* begin *
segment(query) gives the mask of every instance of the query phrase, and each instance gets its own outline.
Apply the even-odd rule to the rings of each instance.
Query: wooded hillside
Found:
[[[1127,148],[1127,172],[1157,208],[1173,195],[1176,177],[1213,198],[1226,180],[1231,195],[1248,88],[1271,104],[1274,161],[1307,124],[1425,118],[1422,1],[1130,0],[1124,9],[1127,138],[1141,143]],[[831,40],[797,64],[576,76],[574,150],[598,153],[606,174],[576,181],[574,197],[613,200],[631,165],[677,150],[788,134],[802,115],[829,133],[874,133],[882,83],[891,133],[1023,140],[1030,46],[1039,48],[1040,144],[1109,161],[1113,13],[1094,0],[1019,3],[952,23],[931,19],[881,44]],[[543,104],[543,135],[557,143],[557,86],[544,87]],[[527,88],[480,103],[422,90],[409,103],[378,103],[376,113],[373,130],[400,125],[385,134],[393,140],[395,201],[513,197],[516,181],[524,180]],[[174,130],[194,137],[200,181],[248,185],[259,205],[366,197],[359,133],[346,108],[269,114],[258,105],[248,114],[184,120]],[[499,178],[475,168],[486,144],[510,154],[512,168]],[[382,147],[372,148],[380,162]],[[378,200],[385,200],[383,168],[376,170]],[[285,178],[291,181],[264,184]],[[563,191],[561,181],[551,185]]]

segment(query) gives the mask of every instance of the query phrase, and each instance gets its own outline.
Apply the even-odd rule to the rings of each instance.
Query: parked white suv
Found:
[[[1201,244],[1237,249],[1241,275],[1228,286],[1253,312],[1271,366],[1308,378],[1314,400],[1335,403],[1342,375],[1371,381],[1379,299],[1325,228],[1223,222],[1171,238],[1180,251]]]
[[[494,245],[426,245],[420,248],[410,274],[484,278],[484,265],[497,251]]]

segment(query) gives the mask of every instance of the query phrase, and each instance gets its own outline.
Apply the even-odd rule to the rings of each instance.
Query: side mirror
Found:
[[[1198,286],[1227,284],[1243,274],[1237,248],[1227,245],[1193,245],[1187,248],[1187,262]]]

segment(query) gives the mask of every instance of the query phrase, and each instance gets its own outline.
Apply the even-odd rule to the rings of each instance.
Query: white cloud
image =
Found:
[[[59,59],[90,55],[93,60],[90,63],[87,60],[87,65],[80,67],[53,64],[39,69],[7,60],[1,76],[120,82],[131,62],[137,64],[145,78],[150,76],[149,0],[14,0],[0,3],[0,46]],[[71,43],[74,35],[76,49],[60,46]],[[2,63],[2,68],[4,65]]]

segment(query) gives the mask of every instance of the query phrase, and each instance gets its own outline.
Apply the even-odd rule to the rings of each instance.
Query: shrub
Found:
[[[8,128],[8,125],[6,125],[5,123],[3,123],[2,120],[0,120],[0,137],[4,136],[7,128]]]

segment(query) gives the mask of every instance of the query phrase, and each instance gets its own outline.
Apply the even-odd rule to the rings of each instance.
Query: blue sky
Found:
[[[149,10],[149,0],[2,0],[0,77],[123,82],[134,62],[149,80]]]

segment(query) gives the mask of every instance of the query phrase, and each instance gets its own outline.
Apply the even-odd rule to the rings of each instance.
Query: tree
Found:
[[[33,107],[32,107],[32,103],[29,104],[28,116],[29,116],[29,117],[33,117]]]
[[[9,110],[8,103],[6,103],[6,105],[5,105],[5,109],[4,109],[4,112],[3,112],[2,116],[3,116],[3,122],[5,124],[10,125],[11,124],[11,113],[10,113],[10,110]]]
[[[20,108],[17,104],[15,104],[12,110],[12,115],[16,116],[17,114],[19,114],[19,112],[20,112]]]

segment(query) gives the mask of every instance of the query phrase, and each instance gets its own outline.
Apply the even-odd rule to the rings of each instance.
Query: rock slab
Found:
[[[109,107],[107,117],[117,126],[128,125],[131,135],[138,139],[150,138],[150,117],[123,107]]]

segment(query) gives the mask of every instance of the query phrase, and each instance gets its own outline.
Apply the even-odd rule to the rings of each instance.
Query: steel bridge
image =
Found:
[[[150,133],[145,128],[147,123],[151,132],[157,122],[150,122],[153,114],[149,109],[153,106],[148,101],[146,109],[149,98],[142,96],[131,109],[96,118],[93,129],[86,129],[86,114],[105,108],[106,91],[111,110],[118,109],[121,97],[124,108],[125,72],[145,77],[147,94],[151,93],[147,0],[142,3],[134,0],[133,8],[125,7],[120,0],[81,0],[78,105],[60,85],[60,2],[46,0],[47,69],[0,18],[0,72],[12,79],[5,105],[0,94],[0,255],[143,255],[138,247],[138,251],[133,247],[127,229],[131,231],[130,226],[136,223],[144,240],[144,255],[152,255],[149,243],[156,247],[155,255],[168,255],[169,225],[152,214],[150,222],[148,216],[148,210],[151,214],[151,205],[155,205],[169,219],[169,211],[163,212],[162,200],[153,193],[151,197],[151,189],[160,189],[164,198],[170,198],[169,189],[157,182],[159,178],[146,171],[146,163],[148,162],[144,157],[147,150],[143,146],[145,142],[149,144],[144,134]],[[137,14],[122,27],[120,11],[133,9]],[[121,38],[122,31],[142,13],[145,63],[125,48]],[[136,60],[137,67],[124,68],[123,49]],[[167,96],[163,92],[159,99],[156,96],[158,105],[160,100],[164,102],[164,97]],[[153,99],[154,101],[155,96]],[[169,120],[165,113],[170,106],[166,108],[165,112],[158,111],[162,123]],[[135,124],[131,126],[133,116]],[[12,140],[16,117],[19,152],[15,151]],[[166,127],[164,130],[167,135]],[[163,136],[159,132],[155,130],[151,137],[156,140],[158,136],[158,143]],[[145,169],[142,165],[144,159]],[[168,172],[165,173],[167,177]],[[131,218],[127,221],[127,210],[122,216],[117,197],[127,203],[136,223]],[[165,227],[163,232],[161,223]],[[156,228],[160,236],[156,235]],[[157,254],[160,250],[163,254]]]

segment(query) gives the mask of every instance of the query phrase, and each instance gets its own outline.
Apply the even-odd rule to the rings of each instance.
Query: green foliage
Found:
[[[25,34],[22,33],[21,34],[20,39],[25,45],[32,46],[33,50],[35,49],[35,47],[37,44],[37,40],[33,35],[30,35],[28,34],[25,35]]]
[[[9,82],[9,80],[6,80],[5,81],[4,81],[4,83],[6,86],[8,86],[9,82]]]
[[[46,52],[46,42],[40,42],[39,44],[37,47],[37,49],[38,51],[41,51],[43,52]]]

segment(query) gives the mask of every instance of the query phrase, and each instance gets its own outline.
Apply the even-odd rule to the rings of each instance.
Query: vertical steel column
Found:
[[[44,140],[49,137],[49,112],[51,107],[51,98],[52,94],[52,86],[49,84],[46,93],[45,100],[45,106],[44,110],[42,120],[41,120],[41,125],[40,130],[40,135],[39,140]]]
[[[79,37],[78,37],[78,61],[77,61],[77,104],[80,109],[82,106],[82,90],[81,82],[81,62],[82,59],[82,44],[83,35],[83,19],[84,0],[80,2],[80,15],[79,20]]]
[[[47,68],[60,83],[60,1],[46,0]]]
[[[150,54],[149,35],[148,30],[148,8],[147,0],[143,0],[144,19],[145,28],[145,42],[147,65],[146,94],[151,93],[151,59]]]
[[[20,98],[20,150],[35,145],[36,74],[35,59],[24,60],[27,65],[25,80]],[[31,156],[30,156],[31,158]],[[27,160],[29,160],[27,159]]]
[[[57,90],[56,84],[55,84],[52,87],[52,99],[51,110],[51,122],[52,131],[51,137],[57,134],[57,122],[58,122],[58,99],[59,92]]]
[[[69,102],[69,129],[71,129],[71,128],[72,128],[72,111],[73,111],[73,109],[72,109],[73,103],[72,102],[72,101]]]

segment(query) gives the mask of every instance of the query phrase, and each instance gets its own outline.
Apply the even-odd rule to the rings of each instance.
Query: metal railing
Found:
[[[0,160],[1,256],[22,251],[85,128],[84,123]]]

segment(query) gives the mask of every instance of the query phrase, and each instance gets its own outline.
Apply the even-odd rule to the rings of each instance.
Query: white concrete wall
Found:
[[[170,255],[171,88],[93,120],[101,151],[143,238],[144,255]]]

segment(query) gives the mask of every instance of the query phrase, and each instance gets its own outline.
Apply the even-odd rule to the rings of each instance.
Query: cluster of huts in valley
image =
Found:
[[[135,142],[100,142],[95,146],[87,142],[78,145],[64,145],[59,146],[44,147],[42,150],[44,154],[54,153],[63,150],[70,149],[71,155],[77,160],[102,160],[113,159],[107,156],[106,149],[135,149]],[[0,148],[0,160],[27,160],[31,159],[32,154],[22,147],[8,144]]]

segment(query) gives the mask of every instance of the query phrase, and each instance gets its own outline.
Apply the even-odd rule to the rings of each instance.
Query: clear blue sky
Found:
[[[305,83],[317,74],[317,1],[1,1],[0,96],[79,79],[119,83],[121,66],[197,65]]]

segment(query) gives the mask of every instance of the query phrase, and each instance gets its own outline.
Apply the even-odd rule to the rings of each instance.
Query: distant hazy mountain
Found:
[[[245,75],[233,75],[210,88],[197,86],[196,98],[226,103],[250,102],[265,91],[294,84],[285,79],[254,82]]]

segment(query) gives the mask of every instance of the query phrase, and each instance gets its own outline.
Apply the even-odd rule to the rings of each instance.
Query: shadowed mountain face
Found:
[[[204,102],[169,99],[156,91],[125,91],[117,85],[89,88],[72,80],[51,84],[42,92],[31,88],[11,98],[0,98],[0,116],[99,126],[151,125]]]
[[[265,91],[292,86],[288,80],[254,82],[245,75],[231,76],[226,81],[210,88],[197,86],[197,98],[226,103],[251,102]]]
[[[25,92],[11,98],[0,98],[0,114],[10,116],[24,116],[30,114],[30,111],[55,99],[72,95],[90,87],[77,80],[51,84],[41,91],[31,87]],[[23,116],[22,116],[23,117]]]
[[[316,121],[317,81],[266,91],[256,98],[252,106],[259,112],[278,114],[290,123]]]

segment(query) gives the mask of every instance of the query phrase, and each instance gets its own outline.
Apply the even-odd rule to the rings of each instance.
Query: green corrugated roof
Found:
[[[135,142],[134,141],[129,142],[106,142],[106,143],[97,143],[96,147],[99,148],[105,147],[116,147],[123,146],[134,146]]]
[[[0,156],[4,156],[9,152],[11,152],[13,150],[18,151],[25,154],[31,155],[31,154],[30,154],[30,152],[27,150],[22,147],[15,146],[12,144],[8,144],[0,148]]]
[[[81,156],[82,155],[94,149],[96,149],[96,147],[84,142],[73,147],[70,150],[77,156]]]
* end *
*Task*:
Please count the lines in the data above that contain the string "steel", treating uppercase and lowercase as different, and give only that number.

*Completed exercise*:
2